(Dataset records)
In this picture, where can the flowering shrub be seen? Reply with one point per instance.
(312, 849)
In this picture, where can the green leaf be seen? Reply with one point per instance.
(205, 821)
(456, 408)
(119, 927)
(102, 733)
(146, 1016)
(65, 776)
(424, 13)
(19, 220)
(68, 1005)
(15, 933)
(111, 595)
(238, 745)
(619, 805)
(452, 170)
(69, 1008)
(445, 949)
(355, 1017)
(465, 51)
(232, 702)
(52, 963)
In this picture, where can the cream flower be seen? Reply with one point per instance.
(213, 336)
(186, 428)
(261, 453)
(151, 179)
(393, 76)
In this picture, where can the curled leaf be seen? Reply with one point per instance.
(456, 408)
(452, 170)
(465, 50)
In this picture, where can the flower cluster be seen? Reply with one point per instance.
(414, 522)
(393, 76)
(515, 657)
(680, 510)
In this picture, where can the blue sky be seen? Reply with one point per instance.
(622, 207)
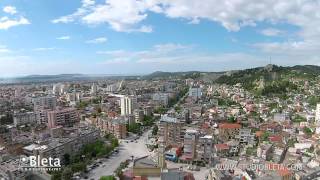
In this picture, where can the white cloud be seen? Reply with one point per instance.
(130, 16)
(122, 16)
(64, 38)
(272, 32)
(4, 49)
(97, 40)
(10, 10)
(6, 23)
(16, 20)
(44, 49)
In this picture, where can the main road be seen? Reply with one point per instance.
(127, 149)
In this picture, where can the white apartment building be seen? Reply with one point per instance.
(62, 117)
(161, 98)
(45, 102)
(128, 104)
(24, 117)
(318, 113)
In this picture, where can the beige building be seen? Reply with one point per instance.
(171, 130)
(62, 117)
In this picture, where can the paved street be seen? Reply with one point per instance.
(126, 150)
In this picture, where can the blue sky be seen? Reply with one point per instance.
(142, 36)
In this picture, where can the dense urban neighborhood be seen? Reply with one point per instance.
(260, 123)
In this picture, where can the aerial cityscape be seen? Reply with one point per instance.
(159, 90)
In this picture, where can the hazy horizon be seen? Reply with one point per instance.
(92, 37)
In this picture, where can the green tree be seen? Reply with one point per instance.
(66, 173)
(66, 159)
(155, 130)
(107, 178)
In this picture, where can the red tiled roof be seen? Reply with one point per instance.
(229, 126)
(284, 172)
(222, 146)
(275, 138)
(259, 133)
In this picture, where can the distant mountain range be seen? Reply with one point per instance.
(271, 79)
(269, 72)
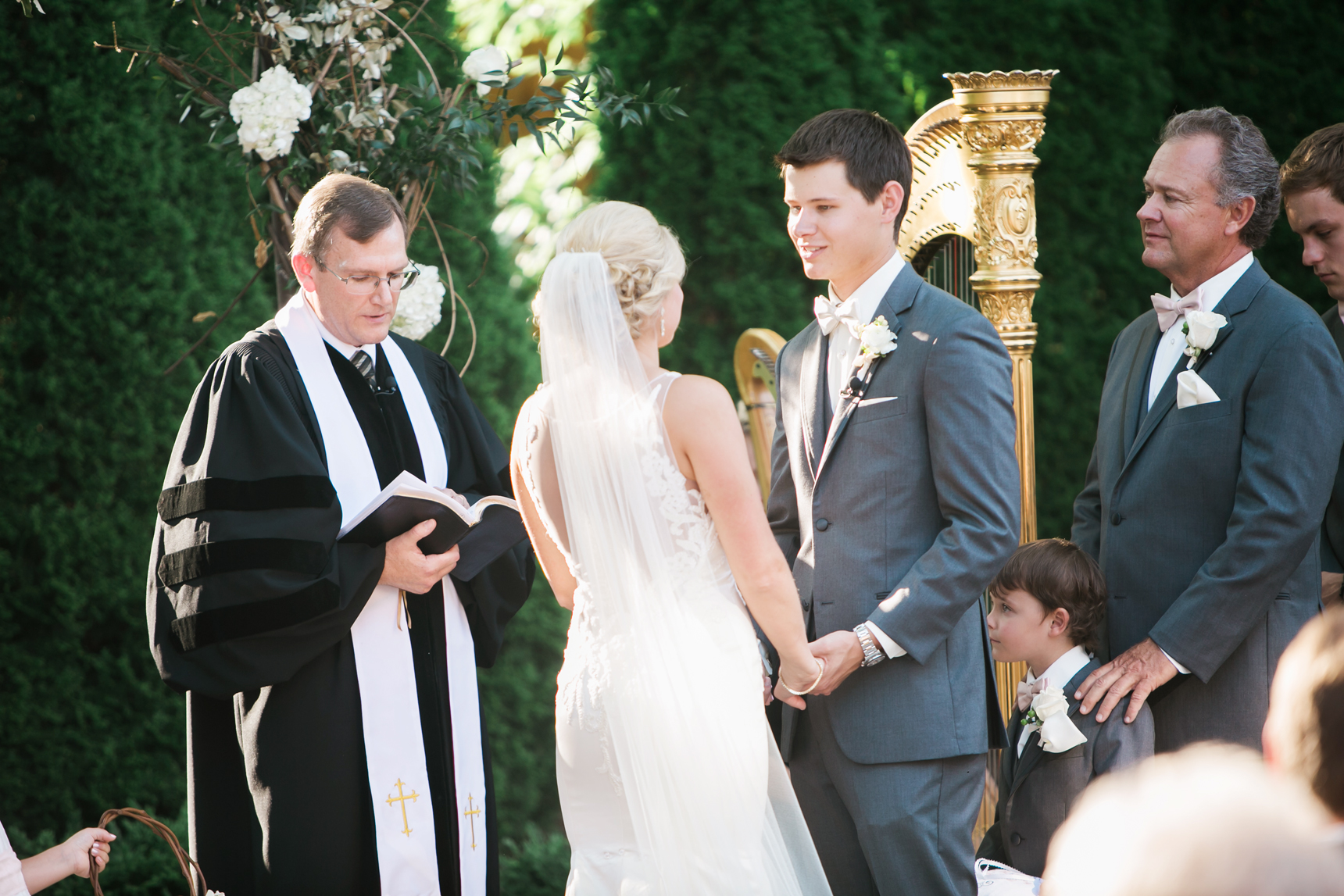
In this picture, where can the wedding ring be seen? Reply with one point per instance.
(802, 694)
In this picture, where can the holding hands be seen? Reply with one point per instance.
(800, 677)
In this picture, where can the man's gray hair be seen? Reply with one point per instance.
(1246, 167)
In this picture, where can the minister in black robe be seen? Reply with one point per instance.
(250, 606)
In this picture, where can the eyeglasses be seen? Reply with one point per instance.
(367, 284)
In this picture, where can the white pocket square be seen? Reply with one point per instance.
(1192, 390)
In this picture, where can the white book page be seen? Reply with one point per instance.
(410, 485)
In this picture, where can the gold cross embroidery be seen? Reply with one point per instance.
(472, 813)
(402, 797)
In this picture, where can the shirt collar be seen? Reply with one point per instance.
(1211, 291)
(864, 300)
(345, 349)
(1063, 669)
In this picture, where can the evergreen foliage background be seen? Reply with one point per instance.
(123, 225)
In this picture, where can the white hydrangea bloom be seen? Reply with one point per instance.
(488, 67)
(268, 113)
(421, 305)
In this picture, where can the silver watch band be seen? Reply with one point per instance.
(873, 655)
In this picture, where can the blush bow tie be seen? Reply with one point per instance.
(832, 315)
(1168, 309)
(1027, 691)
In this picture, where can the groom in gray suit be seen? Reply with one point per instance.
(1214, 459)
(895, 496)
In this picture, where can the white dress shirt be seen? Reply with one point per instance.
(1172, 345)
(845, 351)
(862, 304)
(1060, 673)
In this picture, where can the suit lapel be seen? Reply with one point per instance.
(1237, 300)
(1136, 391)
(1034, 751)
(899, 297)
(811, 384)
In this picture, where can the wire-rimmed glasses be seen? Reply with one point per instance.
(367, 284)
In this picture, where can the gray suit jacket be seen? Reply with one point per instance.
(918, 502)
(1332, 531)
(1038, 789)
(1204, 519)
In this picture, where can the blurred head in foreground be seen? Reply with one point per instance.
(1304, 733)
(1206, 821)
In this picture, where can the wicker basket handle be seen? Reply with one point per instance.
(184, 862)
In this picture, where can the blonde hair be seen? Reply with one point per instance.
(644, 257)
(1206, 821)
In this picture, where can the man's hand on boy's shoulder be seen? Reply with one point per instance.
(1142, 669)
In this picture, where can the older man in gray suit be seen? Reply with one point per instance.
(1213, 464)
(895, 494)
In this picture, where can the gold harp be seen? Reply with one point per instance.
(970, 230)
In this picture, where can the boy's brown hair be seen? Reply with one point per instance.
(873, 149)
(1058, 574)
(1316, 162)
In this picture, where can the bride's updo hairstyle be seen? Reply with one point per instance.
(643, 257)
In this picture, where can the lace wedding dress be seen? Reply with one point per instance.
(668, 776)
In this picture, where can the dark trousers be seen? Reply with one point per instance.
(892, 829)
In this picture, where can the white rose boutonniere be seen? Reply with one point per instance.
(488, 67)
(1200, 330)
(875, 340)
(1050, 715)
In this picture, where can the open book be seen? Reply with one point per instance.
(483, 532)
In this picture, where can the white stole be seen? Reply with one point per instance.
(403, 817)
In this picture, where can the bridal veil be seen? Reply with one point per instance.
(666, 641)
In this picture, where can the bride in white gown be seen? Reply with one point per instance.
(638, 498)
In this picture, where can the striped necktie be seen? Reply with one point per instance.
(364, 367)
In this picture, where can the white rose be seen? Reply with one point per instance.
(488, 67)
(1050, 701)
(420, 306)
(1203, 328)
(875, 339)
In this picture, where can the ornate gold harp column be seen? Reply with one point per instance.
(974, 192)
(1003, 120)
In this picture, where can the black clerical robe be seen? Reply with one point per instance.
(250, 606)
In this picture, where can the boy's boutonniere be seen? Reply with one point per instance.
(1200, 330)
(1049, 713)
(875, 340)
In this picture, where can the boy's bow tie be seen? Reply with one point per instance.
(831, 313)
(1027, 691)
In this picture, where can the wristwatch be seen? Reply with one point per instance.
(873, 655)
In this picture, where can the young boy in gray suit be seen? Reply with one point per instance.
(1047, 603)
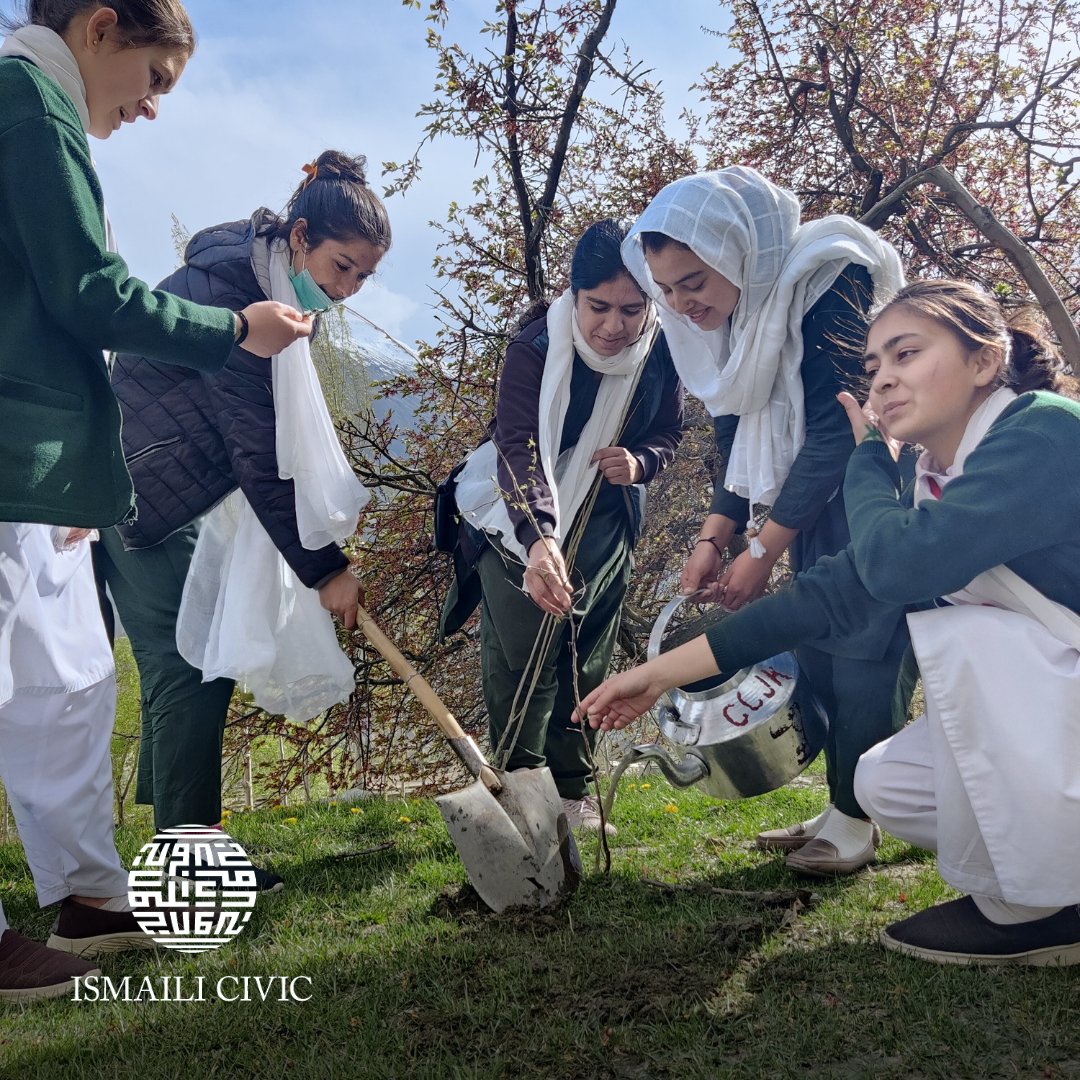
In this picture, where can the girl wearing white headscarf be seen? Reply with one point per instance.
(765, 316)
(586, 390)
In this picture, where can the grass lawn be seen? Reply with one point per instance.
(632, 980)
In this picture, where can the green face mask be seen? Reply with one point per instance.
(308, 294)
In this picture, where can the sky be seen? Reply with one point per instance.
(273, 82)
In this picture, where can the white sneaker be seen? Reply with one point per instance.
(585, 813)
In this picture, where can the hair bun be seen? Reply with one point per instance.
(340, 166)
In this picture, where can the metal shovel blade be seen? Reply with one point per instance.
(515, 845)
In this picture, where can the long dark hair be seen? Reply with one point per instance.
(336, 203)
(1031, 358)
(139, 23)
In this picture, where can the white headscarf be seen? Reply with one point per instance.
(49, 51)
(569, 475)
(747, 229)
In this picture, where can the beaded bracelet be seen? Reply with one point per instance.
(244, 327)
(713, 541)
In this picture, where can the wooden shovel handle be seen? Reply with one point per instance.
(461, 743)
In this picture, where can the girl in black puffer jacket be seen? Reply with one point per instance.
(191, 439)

- _Your instructions_
Reproduce every one of the entries above, line for line, leaving out the pictures.

- _Solution for this task_
In this picture, where can the flowering shrub be seen? Reply with one point per instance.
(312, 849)
In this picture, where can the green leaf be seen? Reply with one point per instance.
(205, 821)
(456, 408)
(119, 927)
(102, 733)
(146, 1016)
(65, 776)
(424, 13)
(19, 220)
(68, 1005)
(15, 933)
(111, 595)
(238, 745)
(619, 805)
(452, 170)
(69, 1008)
(445, 949)
(355, 1017)
(465, 51)
(232, 702)
(52, 963)
In this picture, where can the cream flower be seen? Reply with one point per instance.
(213, 336)
(186, 428)
(261, 453)
(151, 179)
(393, 76)
In this picture, where can the curled leaf be seen? Reply with one point per instance.
(456, 408)
(452, 170)
(465, 50)
In this picture, where can the flower cluster be seen? Reply with one point per instance.
(414, 522)
(393, 76)
(515, 657)
(680, 510)
In this picture, where can the blue sky be seen? Reply with one point per instance.
(622, 207)
In this picture, where can the white cloud be seen? Reply with one point per instance.
(130, 16)
(122, 16)
(64, 38)
(272, 32)
(4, 49)
(97, 40)
(10, 10)
(6, 23)
(16, 20)
(44, 49)
In this picture, where can the main road be seen? Reply with one point per instance.
(127, 149)
In this picture, where can the white apartment building be seen? Reply with one point per instance.
(62, 117)
(161, 98)
(45, 102)
(128, 104)
(24, 117)
(318, 113)
In this picture, where can the beige building be seen? Reply with one point per instance.
(171, 130)
(62, 117)
In this picture, where can the paved street be seen? Reply with one point per instance.
(126, 150)
In this picture, where can the blue sky be seen? Reply with one point per instance.
(142, 36)
In this picture, where can the dense urban neighborhood be seen? Reply with one point per instance.
(260, 123)
In this picture, where can the aerial cityscape be seen? Reply with one point per instance.
(159, 90)
In this picture, where can the hazy horizon be seen? Reply with one point per instance.
(92, 37)
In this picture, where can the green tree be seen? Reply with one point per instance.
(66, 173)
(66, 159)
(155, 130)
(107, 178)
In this picture, where can the red tiled roof be seen? Reply with one point per instance.
(229, 126)
(284, 172)
(222, 146)
(275, 138)
(259, 133)
In this picture, where can the distant mountain range be seen? Reply with one point per instance.
(271, 79)
(269, 72)
In this picture, where can the wedding ring be seen? Reply with one point per instance.
(802, 694)
In this picture, where can the holding hands be seen? Reply with one point per instance.
(800, 677)
In this picture, where can the man's gray hair be seen? Reply with one point per instance.
(1246, 167)
In this picture, where can the minister in black robe be seen? Reply with one point per instance.
(250, 606)
In this picture, where can the eyeglasses be seen? Reply with one point per instance.
(367, 284)
In this picture, where can the white pocket square be seen? Reply with one point per instance.
(1192, 390)
In this picture, where can the white book page be seen? Reply with one point per instance.
(410, 485)
In this picture, where can the gold cross embroidery be seen? Reply with one point per instance.
(472, 813)
(402, 797)
In this picture, where can the shirt collar be seen? Reply with one point per instance.
(1211, 291)
(864, 300)
(345, 349)
(1063, 669)
In this picture, where can the evergreen foliage background be seen? Reply with one point per instance.
(123, 225)
In this picture, where can the white hydrangea bloom be seen? Reply with one point per instance.
(488, 67)
(268, 113)
(421, 305)
In this picture, where can the silver watch band be seen? Reply with one point per instance.
(873, 655)
In this picture, where can the blush bow tie be seen? Reply with one point per instance.
(832, 315)
(1168, 309)
(1027, 691)
In this picture, where can the groom in gray suit be seen? Reply with one point per instance.
(1214, 459)
(895, 496)
In this picture, where can the white dress shirt be seen? Reply with one point per instance.
(1172, 345)
(845, 351)
(862, 304)
(1060, 673)
In this picture, where can the suit lapel be seen? Reply with one point per instance.
(1237, 300)
(1136, 391)
(1034, 751)
(899, 297)
(811, 384)
In this picture, where can the wire-rimmed glasses be seen? Reply with one point per instance.
(367, 284)
In this picture, where can the gray suit jacket be seen? Reply with one point per instance.
(918, 502)
(1332, 531)
(1038, 789)
(1204, 519)
In this picture, where can the blurred head in foreground be seen? Reply with one point per instance.
(1304, 733)
(1206, 821)
In this picture, where can the wicker basket handle be seen? Reply with one point per instance.
(184, 862)
In this picture, where can the blonde hair be seen? Reply with one point per instance.
(644, 257)
(1206, 821)
In this picture, where can the man's hand on boy's shoulder be seen? Reply with one point per instance.
(1142, 669)
In this picture, where can the older man in gray suit be seen? Reply with one point per instance.
(1213, 464)
(895, 494)
In this picture, where can the gold harp be seen? Reply with one point per instance.
(970, 230)
In this picture, where can the boy's brown hair be seen? Reply with one point per instance.
(873, 149)
(1058, 574)
(1316, 162)
In this picture, where can the bride's updo hairstyle be seen? Reply with one point per instance.
(643, 257)
In this picture, where can the lace wedding dress be seen? Reply with one point per instance.
(668, 776)
In this picture, where can the dark trousers be seen? Reply with one point per instance.
(892, 829)
In this picture, where can the white rose boutonniere be seen? Reply with one point per instance.
(488, 67)
(1200, 330)
(875, 340)
(1050, 715)
In this picture, where can the open book be seen? Reply with one point per instance.
(483, 532)
In this picture, where can the white stole be seen? Reply with one point per instance.
(403, 817)
In this picture, where can the bridal veil be seen? Reply with one point per instance.
(666, 641)
In this picture, where can the bride in white gown be seen? Reply with one point per instance.
(638, 498)
In this picture, where can the striped necktie be seen? Reply with one point per instance.
(364, 367)
In this picture, where can the white rose be seen? Reply with one point per instance.
(488, 67)
(1050, 701)
(420, 306)
(1203, 328)
(875, 339)
In this picture, where can the ornate gold harp column be seen? Reply with one point per instance.
(974, 192)
(1003, 120)
In this picture, where can the black clerical robe be seen? Reply with one point per instance.
(250, 606)
In this picture, where can the boy's boutonniere be seen? Reply with one point per instance.
(1200, 330)
(1049, 713)
(875, 340)
In this picture, where can the boy's bow tie be seen? Reply with one point per instance.
(831, 313)
(1027, 691)
In this picture, where can the wristwatch be seen? Reply with one point per instance.
(873, 655)
In this picture, where can the young boy in gray suit be seen? Reply with one point per instance.
(1047, 603)
In this picture, where can the girl wearing white headscarf be seen? Reply with one point per instance.
(765, 316)
(586, 390)
In this picture, where can the grass lawn be seen? Reply with one point per instance.
(632, 980)
In this picture, where can the green face mask be seen? Reply with one point per instance.
(308, 294)
In this picture, where can the sky be seen? Reply with one point per instance.
(273, 82)
In this picture, where can the white sneaker be seen? Reply with one point per instance.
(585, 813)
In this picture, where can the hair bun be seen? Reply with one point per instance.
(340, 166)
In this picture, where can the metal shovel blade be seen? Reply with one point per instance.
(515, 845)
In this picture, where can the long dark hair be seen? Reply with one point per instance.
(336, 203)
(1031, 358)
(139, 23)
In this picture, where can the white headscarf be seen? Reply with one point per instance.
(49, 51)
(569, 475)
(747, 229)
In this picture, where can the beaded bracelet be seen? Reply with one point per instance.
(244, 327)
(713, 541)
In this picture, where can the wooden shovel handle be seen? Reply with one point per instance.
(461, 743)
In this picture, where can the girl in black puffer jacket be seen? Reply with one point per instance.
(191, 439)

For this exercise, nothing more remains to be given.